Source text:
=-=-=-=-=
The delimiter Expressions are simpler to construct than the more advanced regular expressions described in the next section. If you have any sort of delimiter, try this option first.
A delimiter can be defined as a single character, or as a string of characters. You can also use special characters to create a more complex Expression as a delimiter. The following four examples create Expressions that define the boundaries of the Assembly Handles. They are all based on sequence: Gel?%A%T7?%dog.
| # | Delimiter Expression | Sequence name | Handle1 | Handle2 | Handle3 | Handle4 | Handle5 | Handle6 |
| 1 | % | Gel?%A%T7?%dog | Gel? | A | T7? | dog | ||
| 2 | \? | Gel?%A%T7?%dog | Gel | %A%T7 | %dog | |||
| 3 | \?% | Gel?%A%T7?%dog | Gel | A%T7 | dog | |||
| 4 | \?|% | Gel?%A%T7?%dog | Gel | A | T7 | dog |
In example 1: the delimiter is a “%”, which separates Gel?%A%T7?%dog into four handles. Hitting the Preview button after defining the Expression shows some examples of the name parsing.


In example 2: Gel?%A%T7?%dog, the delimiter is “\?”. The “\” is required because the “?” is a meta character, meaning that it has special meaning in Regular Expressions beyond its literal meaning. The “\” allows the “?” to be used as a literal character. Note that in this example, the “%” is included in the Assembly Handles, because it is not recognized as a delimiter.


In example 3: the delimiter is “\?%”. However, we again have to include the “\” to escape the “?” from its meta character meaning.
=-=-=-=-=
Stored data:
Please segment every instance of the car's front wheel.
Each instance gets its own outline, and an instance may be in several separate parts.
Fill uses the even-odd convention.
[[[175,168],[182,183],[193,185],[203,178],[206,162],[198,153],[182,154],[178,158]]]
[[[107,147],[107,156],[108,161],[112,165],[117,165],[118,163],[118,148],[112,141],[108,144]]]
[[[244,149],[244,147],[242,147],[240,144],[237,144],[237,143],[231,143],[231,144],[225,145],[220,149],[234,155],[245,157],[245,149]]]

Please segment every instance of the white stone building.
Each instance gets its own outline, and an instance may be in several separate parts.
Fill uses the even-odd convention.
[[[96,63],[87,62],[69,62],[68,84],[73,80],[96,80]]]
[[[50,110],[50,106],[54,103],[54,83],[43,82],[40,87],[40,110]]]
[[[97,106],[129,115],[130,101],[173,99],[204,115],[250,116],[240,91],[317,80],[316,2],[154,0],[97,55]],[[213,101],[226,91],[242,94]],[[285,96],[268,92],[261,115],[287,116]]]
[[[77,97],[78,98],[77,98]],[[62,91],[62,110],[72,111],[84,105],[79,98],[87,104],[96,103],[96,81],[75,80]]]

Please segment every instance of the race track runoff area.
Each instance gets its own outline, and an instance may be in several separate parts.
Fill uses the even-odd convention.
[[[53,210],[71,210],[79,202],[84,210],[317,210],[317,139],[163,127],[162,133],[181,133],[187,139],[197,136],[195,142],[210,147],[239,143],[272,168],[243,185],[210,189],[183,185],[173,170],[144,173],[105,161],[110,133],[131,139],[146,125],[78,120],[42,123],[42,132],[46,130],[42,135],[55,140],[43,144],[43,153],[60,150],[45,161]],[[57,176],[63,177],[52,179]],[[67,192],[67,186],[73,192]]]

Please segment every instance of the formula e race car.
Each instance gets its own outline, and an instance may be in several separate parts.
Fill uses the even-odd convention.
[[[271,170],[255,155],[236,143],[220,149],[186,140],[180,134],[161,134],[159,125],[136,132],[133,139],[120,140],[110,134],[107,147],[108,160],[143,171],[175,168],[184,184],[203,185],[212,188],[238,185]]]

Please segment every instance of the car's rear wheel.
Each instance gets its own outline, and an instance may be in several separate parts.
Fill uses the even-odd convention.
=-=-=-=-=
Set exercise A: Write out the delimiter text again, starting at "In example 2: Gel?%A%T7?%dog, the" and ending at "recognized as a delimiter.", and swap "literal character" for "plain character".
Set exercise B: Continue the delimiter text from its last sentence.
This material comes from a separate source, unrelated to the delimiter text.

Reply A:
In example 2: Gel?%A%T7?%dog, the delimiter is “\?”. The “\” is required because the “?” is a meta character, meaning that it has special meaning in Regular Expressions beyond its literal meaning. The “\” allows the “?” to be used as a plain character. Note that in this example, the “%” is included in the Assembly Handles, because it is not recognized as a delimiter.

Reply B:
In example 4: Gel?%A%T7?%dog, the Regular Expression is “\?|%”, where the bar between the two delimiters is interpreted as an “or”, so the delimiter is either the “?” or the “%”. Wherever either of these characters occurs in the name, Sequencher creates a handle. Note that this results in two blank handles created for Handle 2 and Handle 5, which are defined by consecutive delimiters.


USING ADVANCED REGULAR EXPRESSIONS
When the Expression is a delimiter box is not checked, your Regular Expression
will include both the delimiters, if there are any, and the Assembly Handles.
The Regular Expression that you write must describe the entire sequence name or
it will not parse correctly. You may define from one to eight Assembly Handles,
but if you have only one, it must differ from the sequence name by at least one
character. In your Regular Expressions, what is in parentheses
( ) defines the Assembly Handles and what is outside of parentheses defines the
delimiters.
(Assembly Handle 1)Delimiter(Assembly Handle 2)Delimiter(Assembly Handle 3)…, etc.
The sequence name S01-P2f will match the following Regular Expressions with increasing specificity. Those items that describe character type are in blue, character frequency are in green, and literal characters are in red.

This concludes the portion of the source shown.